- **The task**: Copy nothing but the lines below running from the line containing "Expected: for every instance of the blue" through the line containing "Expected: for every instance of the black leather", both end lines included.

- **Dataset**:
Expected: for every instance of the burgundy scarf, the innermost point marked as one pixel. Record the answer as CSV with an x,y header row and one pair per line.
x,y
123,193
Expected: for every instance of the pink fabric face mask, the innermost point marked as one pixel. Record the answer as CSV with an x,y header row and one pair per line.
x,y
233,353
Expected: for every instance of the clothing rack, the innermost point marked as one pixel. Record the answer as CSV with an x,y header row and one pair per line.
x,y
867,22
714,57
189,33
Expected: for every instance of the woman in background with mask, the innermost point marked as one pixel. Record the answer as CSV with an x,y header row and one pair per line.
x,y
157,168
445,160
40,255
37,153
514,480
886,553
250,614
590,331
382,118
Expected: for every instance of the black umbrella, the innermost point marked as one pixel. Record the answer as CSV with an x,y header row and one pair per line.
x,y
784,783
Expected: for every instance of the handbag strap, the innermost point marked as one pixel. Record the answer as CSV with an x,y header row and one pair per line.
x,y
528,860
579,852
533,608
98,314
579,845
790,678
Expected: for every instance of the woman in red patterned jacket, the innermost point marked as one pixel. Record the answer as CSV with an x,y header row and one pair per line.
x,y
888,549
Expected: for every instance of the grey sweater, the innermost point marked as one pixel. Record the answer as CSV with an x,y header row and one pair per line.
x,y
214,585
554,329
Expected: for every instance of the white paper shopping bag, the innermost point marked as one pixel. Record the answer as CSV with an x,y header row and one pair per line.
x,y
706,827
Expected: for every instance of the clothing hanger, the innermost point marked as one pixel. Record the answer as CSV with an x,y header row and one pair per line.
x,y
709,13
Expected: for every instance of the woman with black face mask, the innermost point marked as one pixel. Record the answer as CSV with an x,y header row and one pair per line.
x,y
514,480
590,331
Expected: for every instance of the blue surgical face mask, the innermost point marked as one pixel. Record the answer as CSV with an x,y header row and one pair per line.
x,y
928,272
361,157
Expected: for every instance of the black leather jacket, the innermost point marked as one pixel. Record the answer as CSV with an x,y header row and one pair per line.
--
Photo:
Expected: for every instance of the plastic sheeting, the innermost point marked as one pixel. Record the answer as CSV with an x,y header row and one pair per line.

- **Response**:
Expected: for every instance of the blue surgical face mask, the innermost point marked as one pixel. Record the answer as CSV with an x,y header row and one pair per line.
x,y
928,272
361,157
Expected: for every instance of the black leather jacket, the innermost point marked as one pixel. Record the answer as CSV with an x,y header row and one pair per line.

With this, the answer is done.